▶ _TASK OBJECTIVE_
List each line of the records below that contains the string "sculpture", copying every such line whole. Treat the match as case-sensitive.

▶ _MATERIAL FOR THE TASK_
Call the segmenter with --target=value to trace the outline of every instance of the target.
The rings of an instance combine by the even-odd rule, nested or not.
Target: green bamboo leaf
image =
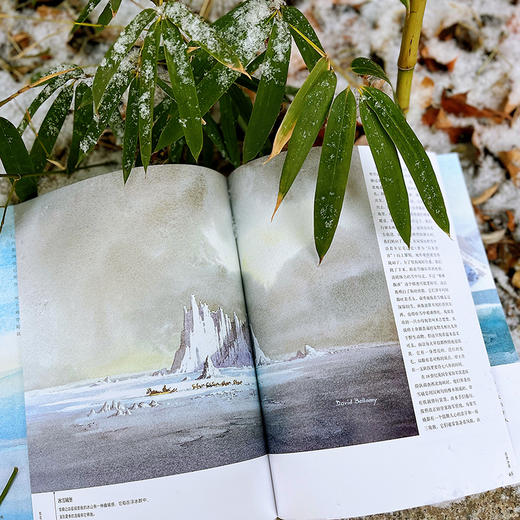
[[[63,69],[65,67],[65,69]],[[77,79],[81,77],[84,72],[83,70],[78,67],[77,65],[65,65],[60,66],[55,69],[51,69],[48,71],[47,74],[53,74],[54,72],[57,72],[59,69],[66,70],[66,69],[72,69],[69,72],[66,72],[65,74],[61,74],[60,76],[55,76],[51,78],[46,83],[42,83],[44,85],[43,89],[39,92],[39,94],[33,99],[31,104],[29,105],[29,108],[25,111],[24,117],[20,124],[18,125],[18,132],[20,134],[23,134],[24,130],[27,128],[27,125],[33,118],[36,111],[42,106],[42,104],[52,96],[58,89],[60,89],[65,83],[70,81],[71,79]]]
[[[35,172],[43,171],[47,164],[47,158],[52,153],[58,134],[65,122],[65,117],[69,112],[72,96],[73,90],[71,88],[61,90],[40,125],[38,135],[29,154]]]
[[[390,86],[392,85],[383,68],[368,58],[356,58],[352,60],[350,68],[360,76],[374,76],[386,81]]]
[[[224,159],[229,160],[226,145],[224,144],[224,139],[222,138],[217,123],[209,112],[206,114],[204,120],[206,121],[206,124],[203,127],[204,133],[211,139],[216,149],[220,152],[220,155],[222,155]]]
[[[271,10],[264,0],[246,0],[216,20],[212,27],[216,29],[230,47],[236,52],[242,63],[249,63],[255,57],[257,45],[264,42],[270,31]],[[197,51],[192,67],[197,81],[215,64],[215,60],[203,49]],[[255,67],[254,64],[252,64]],[[249,66],[247,71],[252,74]]]
[[[236,168],[240,165],[240,148],[238,146],[237,129],[235,121],[237,115],[234,111],[231,97],[224,94],[220,98],[220,128],[228,152],[229,161]]]
[[[316,193],[314,243],[320,259],[327,253],[338,226],[356,135],[356,100],[350,89],[337,95],[323,137]]]
[[[265,39],[269,35],[269,24],[266,19],[270,16],[269,8],[266,2],[248,0],[231,12],[234,14],[230,17],[232,23],[227,25],[226,38],[241,61],[249,63],[264,48]],[[259,20],[260,23],[258,23]],[[244,42],[247,42],[247,45],[244,45]],[[197,97],[203,118],[238,77],[240,77],[239,72],[226,67],[222,63],[216,62],[211,68],[208,67],[208,72],[197,84]],[[177,109],[174,108],[155,150],[169,146],[180,139],[182,135],[183,128],[179,122],[179,114]]]
[[[161,39],[161,23],[156,22],[143,42],[139,68],[139,144],[141,161],[146,171],[152,156],[153,105],[157,78],[157,49]]]
[[[197,159],[202,149],[202,116],[187,47],[179,29],[168,21],[163,22],[163,41],[179,122],[186,143]]]
[[[69,157],[67,158],[67,171],[69,173],[74,171],[76,167],[79,159],[79,143],[85,135],[93,116],[92,89],[86,83],[79,83],[74,94],[74,122]]]
[[[238,77],[239,73],[227,68],[221,63],[216,63],[197,85],[197,98],[199,100],[200,113],[206,112],[220,99]],[[204,116],[203,116],[204,117]],[[177,107],[172,109],[170,119],[161,133],[155,150],[169,146],[184,134],[184,128],[179,121]]]
[[[153,20],[156,12],[153,9],[141,11],[122,31],[117,40],[108,49],[105,57],[99,64],[92,83],[92,95],[94,106],[99,109],[99,104],[108,82],[120,67],[121,63],[128,55],[135,41],[143,32],[144,28]]]
[[[298,118],[283,163],[273,216],[292,186],[327,117],[336,89],[336,81],[336,74],[333,71],[322,72],[305,97],[305,109]]]
[[[277,20],[269,38],[262,78],[244,139],[244,162],[254,159],[260,152],[280,113],[290,57],[289,27],[283,20]]]
[[[80,24],[82,24],[89,16],[89,14],[97,7],[97,5],[101,2],[101,0],[88,0],[85,4],[85,7],[81,10],[78,17],[75,20],[75,25],[72,26],[71,33],[77,31],[80,28]]]
[[[121,5],[121,0],[110,0],[105,5],[103,12],[99,15],[97,23],[103,27],[96,27],[96,32],[101,32],[114,18]]]
[[[37,178],[24,178],[34,173],[29,153],[16,127],[3,117],[0,117],[0,160],[6,173],[21,177],[21,180],[16,182],[16,194],[20,200],[37,195]]]
[[[241,118],[240,121],[243,121],[247,126],[253,112],[253,103],[251,103],[251,99],[236,84],[231,85],[228,94],[231,96],[233,104],[238,110],[238,115]]]
[[[307,105],[307,94],[313,88],[314,84],[320,78],[321,74],[329,68],[329,62],[326,58],[321,58],[316,63],[316,66],[312,69],[303,85],[298,90],[296,96],[294,96],[293,102],[290,104],[285,116],[276,132],[274,138],[273,150],[269,159],[272,159],[278,155],[282,148],[286,145],[287,141],[291,138],[294,127],[300,115],[304,112]]]
[[[449,234],[450,221],[437,177],[401,109],[384,92],[373,87],[363,89],[363,98],[401,153],[426,209],[437,225]]]
[[[117,72],[112,76],[101,98],[98,114],[94,114],[94,118],[80,141],[78,164],[94,148],[99,137],[108,126],[112,113],[119,106],[123,94],[135,75],[136,63],[137,52],[133,51],[123,60]]]
[[[192,13],[184,4],[180,2],[168,3],[165,16],[217,61],[238,72],[245,72],[240,58],[231,46],[221,38],[220,32],[200,16]]]
[[[135,164],[135,152],[139,138],[139,80],[130,83],[126,104],[125,133],[123,135],[123,181],[126,183]]]
[[[359,103],[359,113],[390,215],[401,238],[410,247],[410,203],[397,150],[379,119],[364,100]]]
[[[294,42],[302,55],[303,61],[309,70],[312,70],[318,63],[321,55],[319,52],[302,36],[310,40],[316,47],[323,51],[323,46],[316,36],[312,25],[305,15],[296,7],[286,7],[282,11],[283,19],[289,24]]]
[[[7,481],[4,489],[0,493],[0,504],[2,504],[2,502],[5,500],[5,497],[7,496],[7,493],[9,493],[9,490],[11,489],[11,486],[13,485],[16,475],[18,475],[18,468],[15,466],[13,468],[11,476],[9,477],[9,480]]]

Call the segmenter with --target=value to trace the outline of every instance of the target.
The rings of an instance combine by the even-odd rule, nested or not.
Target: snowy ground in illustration
[[[258,368],[270,453],[418,435],[398,343],[317,351]]]
[[[26,393],[34,493],[136,481],[264,454],[251,367],[137,374]],[[172,393],[146,395],[148,388]]]

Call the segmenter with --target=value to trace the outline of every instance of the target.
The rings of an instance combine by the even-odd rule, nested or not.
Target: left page
[[[225,178],[114,172],[10,214],[34,518],[275,518]]]

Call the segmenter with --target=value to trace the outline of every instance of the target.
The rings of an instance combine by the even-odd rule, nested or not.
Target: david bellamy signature
[[[351,406],[354,404],[371,404],[375,406],[377,404],[377,398],[375,397],[350,397],[348,399],[339,400],[336,399],[336,406]]]

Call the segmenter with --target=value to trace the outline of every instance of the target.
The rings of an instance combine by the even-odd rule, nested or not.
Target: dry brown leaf
[[[507,215],[507,229],[511,231],[511,233],[514,232],[516,227],[515,222],[515,212],[511,211],[510,209],[506,209],[506,215]]]
[[[515,186],[520,186],[520,148],[508,152],[500,152],[498,158],[502,161]]]
[[[495,123],[501,123],[505,119],[511,119],[509,114],[492,110],[490,108],[477,108],[466,102],[467,93],[449,95],[446,90],[442,93],[441,106],[448,114],[460,117],[482,117],[492,119]]]
[[[498,182],[490,186],[487,190],[484,190],[478,197],[473,197],[471,202],[474,206],[480,206],[480,204],[484,204],[486,200],[489,200],[498,190]]]
[[[505,229],[497,229],[496,231],[491,231],[491,233],[482,233],[482,242],[484,242],[484,245],[486,246],[496,244],[500,242],[505,235]]]
[[[520,289],[520,271],[516,271],[513,275],[513,278],[511,278],[511,283],[514,287],[517,289]]]

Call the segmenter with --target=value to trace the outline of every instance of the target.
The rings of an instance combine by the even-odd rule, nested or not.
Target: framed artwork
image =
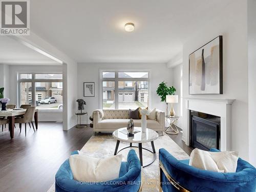
[[[83,83],[83,96],[94,97],[95,96],[94,82],[87,82]]]
[[[222,94],[222,36],[189,55],[189,94]]]

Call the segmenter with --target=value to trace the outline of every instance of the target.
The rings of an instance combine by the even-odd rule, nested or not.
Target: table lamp
[[[174,109],[174,104],[178,102],[178,97],[177,95],[166,95],[166,103],[172,103],[172,106],[170,108],[170,113],[169,115],[170,117],[173,117],[175,116],[175,112]],[[167,114],[166,114],[167,115]]]

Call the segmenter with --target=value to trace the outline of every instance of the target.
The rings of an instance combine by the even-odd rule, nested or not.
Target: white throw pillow
[[[105,159],[73,155],[69,157],[69,163],[74,180],[105,181],[119,177],[122,158],[121,154]]]
[[[150,115],[148,115],[148,119],[153,119],[156,120],[156,108],[151,110],[150,112]]]
[[[189,165],[201,169],[221,173],[234,173],[238,152],[210,152],[195,148],[191,153]]]

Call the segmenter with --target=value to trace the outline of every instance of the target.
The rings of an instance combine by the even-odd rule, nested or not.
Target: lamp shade
[[[178,96],[174,95],[166,95],[166,103],[174,103],[178,102]]]

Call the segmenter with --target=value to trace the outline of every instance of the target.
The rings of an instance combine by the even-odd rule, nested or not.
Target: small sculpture
[[[127,131],[128,132],[128,137],[134,136],[134,122],[133,119],[131,119],[127,124]]]
[[[76,101],[78,103],[78,110],[80,110],[81,113],[82,113],[82,110],[84,109],[83,105],[86,104],[86,102],[82,99],[78,99]]]

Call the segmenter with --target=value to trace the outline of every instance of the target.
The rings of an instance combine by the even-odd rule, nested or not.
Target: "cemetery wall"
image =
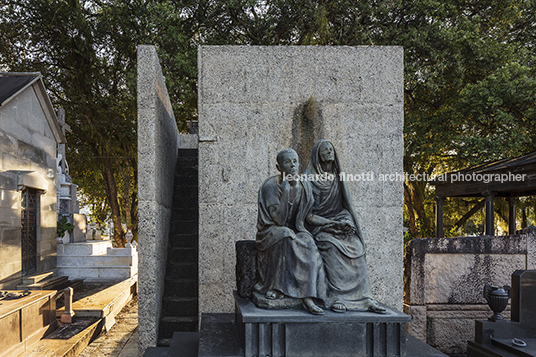
[[[153,46],[138,47],[139,348],[156,346],[179,132]]]
[[[403,49],[201,46],[198,68],[200,312],[234,309],[235,242],[255,240],[277,153],[297,149],[302,172],[324,138],[345,172],[368,174],[349,185],[373,294],[401,310]],[[309,99],[316,114],[304,119]]]
[[[57,143],[39,81],[0,107],[0,290],[21,283],[23,187],[39,192],[36,273],[56,269]]]
[[[493,313],[484,285],[510,285],[516,269],[536,269],[536,230],[512,236],[414,239],[406,247],[408,333],[447,354],[466,353],[475,320]],[[510,308],[503,313],[510,318]]]

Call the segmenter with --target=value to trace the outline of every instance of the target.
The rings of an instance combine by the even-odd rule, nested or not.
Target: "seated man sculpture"
[[[279,152],[276,167],[280,175],[270,177],[259,189],[257,250],[260,282],[255,289],[267,299],[301,299],[307,311],[323,315],[324,311],[316,304],[325,304],[322,257],[313,236],[304,226],[313,205],[312,188],[307,182],[287,179],[298,174],[296,151],[285,149]]]

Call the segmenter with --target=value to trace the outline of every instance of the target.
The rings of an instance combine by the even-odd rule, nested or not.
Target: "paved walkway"
[[[79,357],[138,357],[138,297],[115,317],[115,325],[103,332]]]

▶ _EXERCISE OUTPUT_
Target: small sculpture
Target: "seated man sculpture"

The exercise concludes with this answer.